YOUR ASSIGNMENT - In the news report on refugees landing in Tripoli, who rescued the migrants on Tuesday night, and in whose territorial waters?

TEXT UNDER STUDY -
More than 50 refugees disembark in Libya's capital Tripoli

More than 50 refugees disembark in Libya's capital Tripoli
Over 50 refugees from Eritrea and Sudan arrived in Libya's Tripoli on Wednesday after spending hours on a coast guard vessel.
2 min read
16 April, 2020
The refugees arrived in Tripoli [Getty]

More than 50 refugees from Eritrea and Sudan disembarked in Libya's capital Wednesday after spending hours onboard a coast guard vessel, the UN migration agency said, and were immediately detained on arrival in Tripoli.

The UN mission in Libya, meanwhile, voiced concern about an escalation of fighting between rival forces over the country's capital in recent days, and the release of over 400 jail inmates in a western town recently taken by Tripoli-allied militias.

The migrants were handed over to Libya's coast guard after being rescued Tuesday night by a commercial ship in Maltese territorial waters, the International Organisation for Migration said. At least five bodies were also retrieved, and seven other migrants were reported missing, it said.

The agency first put the number of survivors at 47 but later said there were 51.

The rescued migrants spent the night on the coast guard vessel before disembarking in Tripoli on Wednesday and being taken by local authorities to a detention centre, the IOM said.

Safa Mselhi, a spokesperson for the IOM, said the migrants are Eritreans and Sudanese, with eight women and three children among them.

PROVIDED RECORDS -
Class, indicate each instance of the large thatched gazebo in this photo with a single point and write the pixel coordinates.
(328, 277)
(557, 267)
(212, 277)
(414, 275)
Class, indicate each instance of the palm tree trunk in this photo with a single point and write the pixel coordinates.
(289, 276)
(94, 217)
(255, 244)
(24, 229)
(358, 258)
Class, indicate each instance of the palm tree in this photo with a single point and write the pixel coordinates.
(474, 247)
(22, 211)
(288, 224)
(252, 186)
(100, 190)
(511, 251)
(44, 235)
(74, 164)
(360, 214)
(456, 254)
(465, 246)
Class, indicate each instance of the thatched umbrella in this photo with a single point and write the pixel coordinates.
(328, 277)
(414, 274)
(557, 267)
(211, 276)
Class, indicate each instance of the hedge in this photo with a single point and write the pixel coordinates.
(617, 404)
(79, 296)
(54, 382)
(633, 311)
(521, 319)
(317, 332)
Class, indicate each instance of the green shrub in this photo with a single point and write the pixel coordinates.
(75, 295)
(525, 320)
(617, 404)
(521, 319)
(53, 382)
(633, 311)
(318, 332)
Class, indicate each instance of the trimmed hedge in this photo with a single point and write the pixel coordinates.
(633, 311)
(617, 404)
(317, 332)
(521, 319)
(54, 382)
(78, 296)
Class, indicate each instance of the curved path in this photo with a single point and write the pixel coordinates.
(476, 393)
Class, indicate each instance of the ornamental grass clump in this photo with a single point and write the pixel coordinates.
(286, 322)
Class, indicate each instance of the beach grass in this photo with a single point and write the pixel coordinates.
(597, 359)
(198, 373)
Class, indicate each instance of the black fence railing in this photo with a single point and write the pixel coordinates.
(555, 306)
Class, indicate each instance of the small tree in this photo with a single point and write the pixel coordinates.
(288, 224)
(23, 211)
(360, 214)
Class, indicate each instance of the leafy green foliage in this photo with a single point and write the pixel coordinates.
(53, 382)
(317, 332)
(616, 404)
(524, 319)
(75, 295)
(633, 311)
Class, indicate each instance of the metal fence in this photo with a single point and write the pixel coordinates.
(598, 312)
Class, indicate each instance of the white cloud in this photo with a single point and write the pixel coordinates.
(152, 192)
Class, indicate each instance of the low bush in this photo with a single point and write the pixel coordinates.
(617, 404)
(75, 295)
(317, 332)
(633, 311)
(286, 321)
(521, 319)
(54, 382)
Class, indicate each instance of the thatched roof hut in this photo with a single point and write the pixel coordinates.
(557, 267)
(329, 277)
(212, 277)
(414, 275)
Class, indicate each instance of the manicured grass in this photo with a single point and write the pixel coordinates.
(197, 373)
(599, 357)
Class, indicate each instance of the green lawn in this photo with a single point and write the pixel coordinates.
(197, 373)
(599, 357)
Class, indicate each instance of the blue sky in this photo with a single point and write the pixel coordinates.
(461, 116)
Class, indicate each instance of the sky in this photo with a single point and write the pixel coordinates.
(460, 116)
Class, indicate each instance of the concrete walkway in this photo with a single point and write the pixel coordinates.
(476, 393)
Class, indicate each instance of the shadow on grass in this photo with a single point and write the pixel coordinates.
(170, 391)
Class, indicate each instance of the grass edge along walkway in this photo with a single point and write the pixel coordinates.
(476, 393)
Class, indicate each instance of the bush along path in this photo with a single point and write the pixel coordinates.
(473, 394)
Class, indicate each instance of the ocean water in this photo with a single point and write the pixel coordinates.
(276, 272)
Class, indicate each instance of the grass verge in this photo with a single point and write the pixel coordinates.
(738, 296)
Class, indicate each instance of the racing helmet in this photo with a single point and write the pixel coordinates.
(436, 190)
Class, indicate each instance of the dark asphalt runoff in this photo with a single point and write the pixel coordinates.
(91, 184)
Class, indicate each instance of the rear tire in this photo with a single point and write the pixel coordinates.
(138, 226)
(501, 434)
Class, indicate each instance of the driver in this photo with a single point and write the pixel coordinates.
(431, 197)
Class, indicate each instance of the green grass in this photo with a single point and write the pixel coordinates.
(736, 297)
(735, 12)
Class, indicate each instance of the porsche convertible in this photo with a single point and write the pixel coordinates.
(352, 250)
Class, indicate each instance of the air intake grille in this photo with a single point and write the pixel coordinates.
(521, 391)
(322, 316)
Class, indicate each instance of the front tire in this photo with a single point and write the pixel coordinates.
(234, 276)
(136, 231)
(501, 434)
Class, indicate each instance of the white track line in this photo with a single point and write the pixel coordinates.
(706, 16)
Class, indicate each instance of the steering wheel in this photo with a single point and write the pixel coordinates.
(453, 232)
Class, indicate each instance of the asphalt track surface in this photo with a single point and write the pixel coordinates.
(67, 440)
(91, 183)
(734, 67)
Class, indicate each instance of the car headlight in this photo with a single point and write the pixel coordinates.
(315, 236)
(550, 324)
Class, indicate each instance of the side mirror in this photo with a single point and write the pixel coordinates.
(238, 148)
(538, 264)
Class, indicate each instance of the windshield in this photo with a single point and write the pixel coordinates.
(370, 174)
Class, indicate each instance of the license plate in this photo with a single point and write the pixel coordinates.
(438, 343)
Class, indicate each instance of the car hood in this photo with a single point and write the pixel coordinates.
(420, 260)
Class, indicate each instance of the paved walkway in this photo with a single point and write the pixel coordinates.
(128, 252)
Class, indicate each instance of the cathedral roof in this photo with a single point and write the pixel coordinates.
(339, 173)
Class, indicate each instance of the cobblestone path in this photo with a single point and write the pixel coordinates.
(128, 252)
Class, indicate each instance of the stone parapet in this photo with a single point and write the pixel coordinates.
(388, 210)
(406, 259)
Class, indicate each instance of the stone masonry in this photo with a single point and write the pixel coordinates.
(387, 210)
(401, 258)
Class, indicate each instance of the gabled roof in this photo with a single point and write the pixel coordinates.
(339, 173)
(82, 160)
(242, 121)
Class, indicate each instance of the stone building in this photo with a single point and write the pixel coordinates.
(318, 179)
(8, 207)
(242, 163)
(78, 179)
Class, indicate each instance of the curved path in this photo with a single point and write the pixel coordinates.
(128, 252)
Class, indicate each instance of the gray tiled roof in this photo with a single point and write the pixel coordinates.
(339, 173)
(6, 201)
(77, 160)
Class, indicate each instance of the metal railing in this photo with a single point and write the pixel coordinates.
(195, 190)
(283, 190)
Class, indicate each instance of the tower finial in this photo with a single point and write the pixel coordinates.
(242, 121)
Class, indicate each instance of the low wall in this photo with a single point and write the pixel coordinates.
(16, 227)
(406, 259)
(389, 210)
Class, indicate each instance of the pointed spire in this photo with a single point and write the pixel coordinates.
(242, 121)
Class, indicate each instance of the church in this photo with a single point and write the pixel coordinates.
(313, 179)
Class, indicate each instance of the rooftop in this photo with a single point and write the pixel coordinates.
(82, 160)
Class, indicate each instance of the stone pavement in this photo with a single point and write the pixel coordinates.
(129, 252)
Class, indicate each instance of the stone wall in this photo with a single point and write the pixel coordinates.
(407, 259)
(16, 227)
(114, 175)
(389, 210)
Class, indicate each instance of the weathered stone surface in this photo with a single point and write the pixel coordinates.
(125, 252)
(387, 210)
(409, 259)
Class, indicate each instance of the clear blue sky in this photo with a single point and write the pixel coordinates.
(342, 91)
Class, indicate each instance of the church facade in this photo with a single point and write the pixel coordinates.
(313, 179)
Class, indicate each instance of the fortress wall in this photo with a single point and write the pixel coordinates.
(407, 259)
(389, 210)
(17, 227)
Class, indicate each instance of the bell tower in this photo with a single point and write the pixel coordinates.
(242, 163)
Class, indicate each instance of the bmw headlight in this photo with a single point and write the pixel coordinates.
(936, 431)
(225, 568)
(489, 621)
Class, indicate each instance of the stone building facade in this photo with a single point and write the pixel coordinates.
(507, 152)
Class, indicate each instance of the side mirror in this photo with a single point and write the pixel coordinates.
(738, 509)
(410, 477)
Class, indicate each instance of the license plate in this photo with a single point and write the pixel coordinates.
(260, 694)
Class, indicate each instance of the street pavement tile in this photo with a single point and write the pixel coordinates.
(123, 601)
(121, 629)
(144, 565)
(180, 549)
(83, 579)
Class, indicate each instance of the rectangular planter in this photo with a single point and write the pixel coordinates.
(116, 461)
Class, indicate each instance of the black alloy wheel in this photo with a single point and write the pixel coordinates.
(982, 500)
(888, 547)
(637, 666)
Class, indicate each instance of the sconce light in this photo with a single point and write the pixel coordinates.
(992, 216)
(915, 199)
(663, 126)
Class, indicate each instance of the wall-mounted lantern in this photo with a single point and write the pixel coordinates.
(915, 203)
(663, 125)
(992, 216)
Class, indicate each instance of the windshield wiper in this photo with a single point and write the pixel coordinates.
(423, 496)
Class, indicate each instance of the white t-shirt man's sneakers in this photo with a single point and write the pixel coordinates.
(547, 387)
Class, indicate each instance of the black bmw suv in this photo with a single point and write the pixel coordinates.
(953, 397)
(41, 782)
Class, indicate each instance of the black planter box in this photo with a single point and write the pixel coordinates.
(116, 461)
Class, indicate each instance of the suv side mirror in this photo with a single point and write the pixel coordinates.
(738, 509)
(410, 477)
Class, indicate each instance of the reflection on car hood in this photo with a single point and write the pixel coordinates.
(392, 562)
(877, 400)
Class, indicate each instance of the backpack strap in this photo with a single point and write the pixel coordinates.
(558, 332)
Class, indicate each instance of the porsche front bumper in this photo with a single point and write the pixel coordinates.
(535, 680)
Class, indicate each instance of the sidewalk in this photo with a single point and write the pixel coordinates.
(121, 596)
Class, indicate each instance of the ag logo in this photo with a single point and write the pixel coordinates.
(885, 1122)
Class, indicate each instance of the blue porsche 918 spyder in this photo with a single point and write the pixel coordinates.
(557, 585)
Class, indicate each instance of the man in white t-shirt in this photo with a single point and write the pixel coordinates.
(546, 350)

TASK SOLUTION - A commercial ship rescued them in Maltese territorial waters.